> _Task to carry out_:
I'd like the line containing "x=402, y=206" and each line that follows, through the last line of the material, set down exactly as they are, and no others.

______

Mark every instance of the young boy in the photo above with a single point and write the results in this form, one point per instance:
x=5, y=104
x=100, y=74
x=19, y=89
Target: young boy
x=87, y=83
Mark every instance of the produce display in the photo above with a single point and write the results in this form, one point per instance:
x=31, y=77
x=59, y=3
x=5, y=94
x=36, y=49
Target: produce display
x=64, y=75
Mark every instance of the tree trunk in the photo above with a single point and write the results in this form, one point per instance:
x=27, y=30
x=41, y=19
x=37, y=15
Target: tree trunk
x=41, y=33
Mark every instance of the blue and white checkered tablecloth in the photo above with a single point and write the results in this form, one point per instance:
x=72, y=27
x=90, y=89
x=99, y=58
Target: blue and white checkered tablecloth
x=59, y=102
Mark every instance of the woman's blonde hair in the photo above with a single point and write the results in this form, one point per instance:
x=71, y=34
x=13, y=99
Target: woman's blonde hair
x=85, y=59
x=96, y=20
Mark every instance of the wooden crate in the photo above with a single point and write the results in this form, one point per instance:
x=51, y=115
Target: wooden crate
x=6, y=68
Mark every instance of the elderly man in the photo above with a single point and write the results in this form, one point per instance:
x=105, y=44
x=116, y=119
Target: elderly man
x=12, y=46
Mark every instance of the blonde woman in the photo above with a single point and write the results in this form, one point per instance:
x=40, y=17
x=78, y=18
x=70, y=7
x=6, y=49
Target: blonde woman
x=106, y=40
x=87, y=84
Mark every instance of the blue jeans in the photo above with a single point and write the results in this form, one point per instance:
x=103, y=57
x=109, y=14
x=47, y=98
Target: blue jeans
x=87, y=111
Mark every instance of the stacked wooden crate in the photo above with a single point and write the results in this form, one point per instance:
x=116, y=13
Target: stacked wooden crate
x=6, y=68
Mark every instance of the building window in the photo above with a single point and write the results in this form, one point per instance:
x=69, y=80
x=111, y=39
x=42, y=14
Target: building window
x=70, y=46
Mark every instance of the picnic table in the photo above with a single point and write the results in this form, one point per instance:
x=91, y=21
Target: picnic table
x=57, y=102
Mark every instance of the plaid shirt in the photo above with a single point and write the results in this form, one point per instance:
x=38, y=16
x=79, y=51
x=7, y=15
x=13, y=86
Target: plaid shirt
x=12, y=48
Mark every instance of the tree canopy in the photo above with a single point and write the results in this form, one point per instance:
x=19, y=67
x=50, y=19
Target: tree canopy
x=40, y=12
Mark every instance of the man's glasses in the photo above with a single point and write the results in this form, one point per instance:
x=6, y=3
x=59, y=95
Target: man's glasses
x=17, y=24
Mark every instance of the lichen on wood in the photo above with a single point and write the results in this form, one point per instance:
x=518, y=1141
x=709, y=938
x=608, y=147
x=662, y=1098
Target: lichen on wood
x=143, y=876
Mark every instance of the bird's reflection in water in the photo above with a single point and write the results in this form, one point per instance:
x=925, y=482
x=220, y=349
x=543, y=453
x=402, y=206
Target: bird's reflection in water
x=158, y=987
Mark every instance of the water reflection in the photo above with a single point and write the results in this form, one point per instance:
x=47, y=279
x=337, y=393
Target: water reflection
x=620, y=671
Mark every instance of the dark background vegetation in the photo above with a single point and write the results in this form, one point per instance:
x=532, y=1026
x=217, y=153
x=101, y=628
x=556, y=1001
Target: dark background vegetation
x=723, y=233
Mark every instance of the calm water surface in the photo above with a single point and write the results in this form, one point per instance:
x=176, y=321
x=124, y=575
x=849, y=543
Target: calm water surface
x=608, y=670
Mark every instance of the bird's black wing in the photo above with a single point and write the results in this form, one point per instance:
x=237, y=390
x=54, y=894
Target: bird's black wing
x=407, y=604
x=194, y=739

______

> _Solution below_:
x=402, y=206
Target: bird's reflection in water
x=158, y=987
Mark every instance of the water reflection in the photo above with a single point and write the results in this form, one point per instance:
x=47, y=279
x=337, y=393
Target: water reflection
x=620, y=671
Mark every instance of the dark background vegetation in the photo above with a single point and write the results in this form, one point per instance:
x=532, y=1026
x=217, y=153
x=101, y=628
x=556, y=1001
Target: dark background vegetation
x=723, y=233
Mark every instance of the calm water surface in the photo above with a single point and write the results in this form, one point per instance:
x=176, y=321
x=124, y=575
x=849, y=543
Target: calm water surface
x=608, y=670
Mark every instance of the bird's black wing in the photo above with a single point and write the results in this form, one point per instance:
x=237, y=390
x=54, y=894
Target: bird's black wing
x=407, y=604
x=194, y=739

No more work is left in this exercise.